PROBLEM TO WORK ON » Locate every line in the entries below that contains the word "target" and copy each such line.

---*---

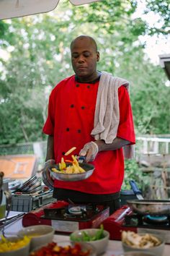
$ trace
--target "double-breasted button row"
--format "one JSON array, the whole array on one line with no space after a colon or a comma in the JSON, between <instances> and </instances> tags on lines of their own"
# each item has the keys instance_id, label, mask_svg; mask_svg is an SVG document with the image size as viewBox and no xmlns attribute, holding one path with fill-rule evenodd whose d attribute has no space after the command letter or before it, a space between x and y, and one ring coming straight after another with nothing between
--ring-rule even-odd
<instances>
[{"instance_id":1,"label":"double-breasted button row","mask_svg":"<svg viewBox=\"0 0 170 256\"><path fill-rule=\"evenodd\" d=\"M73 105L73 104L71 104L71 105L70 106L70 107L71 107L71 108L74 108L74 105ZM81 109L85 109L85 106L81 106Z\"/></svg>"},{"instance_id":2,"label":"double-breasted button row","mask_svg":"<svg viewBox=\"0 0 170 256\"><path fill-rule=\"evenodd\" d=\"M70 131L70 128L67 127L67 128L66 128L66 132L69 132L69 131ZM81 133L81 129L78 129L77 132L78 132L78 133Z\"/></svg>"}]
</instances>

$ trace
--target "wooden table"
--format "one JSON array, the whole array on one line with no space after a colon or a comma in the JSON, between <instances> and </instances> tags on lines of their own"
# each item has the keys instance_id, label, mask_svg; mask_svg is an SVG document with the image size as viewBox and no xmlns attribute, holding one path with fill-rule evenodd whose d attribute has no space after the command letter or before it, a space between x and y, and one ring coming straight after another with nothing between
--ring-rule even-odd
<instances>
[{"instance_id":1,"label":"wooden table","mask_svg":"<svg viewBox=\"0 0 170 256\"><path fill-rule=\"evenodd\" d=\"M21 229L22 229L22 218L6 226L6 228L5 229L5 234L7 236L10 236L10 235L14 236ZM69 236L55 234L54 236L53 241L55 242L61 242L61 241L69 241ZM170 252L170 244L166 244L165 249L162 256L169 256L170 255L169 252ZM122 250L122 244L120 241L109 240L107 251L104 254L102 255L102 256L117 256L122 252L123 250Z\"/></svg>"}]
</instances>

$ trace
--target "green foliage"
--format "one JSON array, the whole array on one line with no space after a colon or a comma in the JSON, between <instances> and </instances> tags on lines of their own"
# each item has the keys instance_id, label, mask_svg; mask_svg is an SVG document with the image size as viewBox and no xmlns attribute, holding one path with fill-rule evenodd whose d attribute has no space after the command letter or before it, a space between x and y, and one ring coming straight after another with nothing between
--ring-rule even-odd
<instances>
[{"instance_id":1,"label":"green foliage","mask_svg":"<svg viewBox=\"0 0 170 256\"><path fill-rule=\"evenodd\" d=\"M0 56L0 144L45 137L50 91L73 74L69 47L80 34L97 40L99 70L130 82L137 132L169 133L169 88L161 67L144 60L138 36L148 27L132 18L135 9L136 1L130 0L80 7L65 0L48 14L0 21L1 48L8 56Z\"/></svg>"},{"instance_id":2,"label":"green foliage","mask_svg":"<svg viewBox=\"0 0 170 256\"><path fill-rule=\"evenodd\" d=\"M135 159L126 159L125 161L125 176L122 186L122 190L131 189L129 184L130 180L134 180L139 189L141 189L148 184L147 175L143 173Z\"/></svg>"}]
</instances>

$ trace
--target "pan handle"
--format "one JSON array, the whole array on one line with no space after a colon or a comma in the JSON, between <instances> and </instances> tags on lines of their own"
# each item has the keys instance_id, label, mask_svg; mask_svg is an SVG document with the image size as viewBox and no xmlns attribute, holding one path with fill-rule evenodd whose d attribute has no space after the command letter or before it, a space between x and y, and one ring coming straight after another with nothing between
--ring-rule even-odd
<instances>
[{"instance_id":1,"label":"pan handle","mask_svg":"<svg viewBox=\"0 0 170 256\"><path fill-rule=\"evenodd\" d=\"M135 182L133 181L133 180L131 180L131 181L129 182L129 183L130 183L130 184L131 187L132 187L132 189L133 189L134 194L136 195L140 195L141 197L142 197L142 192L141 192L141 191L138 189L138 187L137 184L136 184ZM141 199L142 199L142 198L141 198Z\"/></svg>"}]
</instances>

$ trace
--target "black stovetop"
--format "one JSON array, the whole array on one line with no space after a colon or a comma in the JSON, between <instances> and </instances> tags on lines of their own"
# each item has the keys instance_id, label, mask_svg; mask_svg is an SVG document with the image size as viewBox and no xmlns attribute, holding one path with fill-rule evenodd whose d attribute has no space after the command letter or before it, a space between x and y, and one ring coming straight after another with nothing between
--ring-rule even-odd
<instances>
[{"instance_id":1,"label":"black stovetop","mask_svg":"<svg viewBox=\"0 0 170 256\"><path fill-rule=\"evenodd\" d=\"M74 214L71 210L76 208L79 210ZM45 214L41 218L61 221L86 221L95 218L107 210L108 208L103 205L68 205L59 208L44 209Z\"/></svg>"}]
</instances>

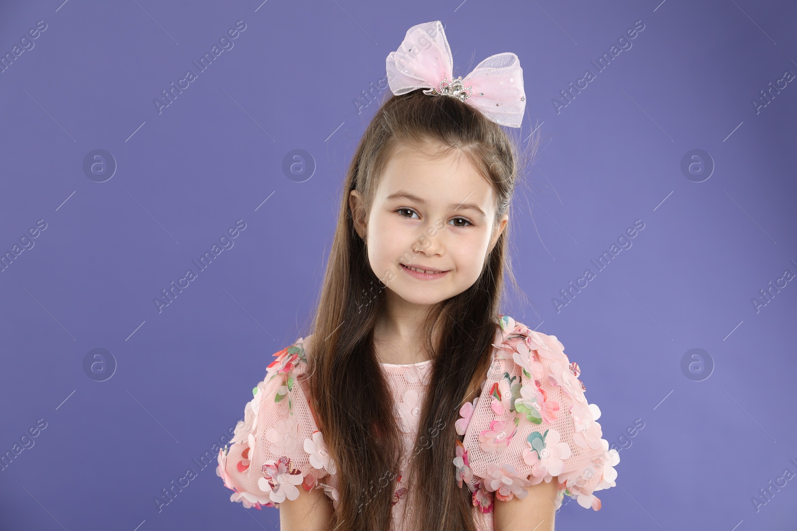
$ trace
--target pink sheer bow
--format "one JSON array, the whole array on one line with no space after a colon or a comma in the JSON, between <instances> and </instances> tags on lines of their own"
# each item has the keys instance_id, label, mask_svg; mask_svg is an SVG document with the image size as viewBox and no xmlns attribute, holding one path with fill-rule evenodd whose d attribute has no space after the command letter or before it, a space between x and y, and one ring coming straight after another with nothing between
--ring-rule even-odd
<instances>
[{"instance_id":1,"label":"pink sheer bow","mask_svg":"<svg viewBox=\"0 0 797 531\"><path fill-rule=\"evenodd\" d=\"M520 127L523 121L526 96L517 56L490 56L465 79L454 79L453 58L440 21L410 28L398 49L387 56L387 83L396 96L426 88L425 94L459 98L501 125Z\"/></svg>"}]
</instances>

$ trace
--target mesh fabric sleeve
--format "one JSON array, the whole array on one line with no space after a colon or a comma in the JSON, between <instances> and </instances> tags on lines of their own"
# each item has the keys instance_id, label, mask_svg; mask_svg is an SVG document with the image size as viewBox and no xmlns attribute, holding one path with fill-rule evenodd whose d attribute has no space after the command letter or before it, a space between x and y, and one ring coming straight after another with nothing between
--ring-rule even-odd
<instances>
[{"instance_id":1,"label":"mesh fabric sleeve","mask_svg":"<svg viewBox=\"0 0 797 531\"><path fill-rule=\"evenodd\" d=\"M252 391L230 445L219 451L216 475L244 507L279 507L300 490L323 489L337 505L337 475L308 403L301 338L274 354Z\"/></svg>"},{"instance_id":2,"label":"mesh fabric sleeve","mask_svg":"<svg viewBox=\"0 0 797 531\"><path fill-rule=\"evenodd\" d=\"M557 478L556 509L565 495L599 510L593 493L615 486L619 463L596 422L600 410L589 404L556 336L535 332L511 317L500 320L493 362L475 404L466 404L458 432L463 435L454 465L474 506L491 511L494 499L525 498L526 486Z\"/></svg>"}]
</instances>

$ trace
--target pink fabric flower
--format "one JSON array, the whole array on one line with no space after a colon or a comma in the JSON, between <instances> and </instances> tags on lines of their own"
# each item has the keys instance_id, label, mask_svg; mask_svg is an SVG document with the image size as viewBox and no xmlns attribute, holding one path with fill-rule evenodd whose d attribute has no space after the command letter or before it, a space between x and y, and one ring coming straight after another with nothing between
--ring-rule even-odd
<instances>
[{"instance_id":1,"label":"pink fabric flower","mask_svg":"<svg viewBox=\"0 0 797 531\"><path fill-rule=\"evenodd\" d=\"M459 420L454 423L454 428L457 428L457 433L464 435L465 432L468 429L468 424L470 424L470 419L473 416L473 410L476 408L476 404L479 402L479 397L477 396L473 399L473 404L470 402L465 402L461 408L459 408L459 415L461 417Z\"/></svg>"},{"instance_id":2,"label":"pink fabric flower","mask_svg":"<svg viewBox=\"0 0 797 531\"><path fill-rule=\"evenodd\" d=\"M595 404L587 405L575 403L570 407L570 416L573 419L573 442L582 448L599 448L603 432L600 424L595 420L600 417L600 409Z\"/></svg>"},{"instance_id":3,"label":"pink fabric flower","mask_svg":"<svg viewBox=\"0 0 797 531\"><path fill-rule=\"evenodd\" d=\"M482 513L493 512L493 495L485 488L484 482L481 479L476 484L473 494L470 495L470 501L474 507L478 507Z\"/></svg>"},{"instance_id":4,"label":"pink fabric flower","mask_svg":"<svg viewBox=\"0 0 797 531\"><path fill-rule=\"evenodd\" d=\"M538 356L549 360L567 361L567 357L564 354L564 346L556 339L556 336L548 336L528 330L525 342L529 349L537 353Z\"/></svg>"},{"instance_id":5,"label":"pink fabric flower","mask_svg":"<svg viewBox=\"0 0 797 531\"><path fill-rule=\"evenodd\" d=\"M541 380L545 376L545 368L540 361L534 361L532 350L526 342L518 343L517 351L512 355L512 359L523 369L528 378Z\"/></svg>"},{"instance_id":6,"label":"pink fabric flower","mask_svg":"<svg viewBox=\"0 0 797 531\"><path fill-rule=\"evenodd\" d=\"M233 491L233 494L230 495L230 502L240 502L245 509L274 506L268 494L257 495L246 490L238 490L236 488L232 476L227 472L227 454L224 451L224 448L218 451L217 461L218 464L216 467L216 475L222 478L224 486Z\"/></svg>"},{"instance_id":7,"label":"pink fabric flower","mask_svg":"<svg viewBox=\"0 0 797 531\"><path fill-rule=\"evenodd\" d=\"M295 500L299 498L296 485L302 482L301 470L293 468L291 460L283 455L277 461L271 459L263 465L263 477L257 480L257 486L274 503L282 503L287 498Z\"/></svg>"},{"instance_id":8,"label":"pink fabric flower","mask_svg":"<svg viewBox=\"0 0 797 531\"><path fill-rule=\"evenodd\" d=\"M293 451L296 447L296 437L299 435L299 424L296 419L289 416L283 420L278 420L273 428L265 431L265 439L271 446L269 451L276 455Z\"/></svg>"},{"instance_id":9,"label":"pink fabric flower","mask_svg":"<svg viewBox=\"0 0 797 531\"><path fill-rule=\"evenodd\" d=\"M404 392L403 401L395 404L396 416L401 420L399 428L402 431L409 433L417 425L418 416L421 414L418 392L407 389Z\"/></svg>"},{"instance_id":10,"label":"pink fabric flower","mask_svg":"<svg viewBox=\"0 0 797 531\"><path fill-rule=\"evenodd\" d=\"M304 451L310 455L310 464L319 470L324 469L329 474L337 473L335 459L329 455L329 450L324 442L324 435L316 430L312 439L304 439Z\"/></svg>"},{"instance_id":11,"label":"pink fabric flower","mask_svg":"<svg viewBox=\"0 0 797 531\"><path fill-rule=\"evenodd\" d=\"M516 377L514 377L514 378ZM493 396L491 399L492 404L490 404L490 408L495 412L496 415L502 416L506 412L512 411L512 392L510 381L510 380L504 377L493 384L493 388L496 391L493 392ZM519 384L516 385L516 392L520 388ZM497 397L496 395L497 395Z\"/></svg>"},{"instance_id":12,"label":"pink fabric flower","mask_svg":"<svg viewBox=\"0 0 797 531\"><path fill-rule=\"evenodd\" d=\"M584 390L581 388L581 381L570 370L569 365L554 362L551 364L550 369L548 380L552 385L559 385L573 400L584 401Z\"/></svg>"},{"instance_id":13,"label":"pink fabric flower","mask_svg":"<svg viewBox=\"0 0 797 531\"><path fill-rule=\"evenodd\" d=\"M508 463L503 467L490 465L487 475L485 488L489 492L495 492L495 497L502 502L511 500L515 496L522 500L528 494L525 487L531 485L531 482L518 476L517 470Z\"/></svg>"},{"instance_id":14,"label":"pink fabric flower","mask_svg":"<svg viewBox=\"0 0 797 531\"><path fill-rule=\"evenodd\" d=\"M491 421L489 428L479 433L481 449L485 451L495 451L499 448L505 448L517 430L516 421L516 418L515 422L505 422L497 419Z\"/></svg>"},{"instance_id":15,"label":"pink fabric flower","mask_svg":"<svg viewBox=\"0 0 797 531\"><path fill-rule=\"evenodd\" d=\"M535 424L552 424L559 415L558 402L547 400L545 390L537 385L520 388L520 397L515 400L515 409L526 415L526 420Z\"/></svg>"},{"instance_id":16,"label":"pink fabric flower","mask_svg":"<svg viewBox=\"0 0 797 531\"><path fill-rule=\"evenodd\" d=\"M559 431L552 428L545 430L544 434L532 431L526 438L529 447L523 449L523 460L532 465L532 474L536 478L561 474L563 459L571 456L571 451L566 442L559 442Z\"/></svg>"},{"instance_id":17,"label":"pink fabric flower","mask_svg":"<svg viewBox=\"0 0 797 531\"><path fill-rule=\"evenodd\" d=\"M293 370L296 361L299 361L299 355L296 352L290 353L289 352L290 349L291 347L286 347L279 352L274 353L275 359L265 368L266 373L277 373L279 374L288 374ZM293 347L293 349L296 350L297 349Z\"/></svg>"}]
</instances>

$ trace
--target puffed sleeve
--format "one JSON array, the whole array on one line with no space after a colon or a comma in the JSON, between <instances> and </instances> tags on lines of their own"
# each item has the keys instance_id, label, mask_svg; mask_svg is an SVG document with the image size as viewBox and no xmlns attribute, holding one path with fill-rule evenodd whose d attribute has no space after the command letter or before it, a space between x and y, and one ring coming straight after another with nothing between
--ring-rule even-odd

---*---

SOLUTION TO THE PROBLEM »
--target "double-breasted button row"
--target "wooden table"
--target "green foliage"
--target "pan handle"
--target "black stovetop"
--target pink sheer bow
--target mesh fabric sleeve
--target pink fabric flower
--target puffed sleeve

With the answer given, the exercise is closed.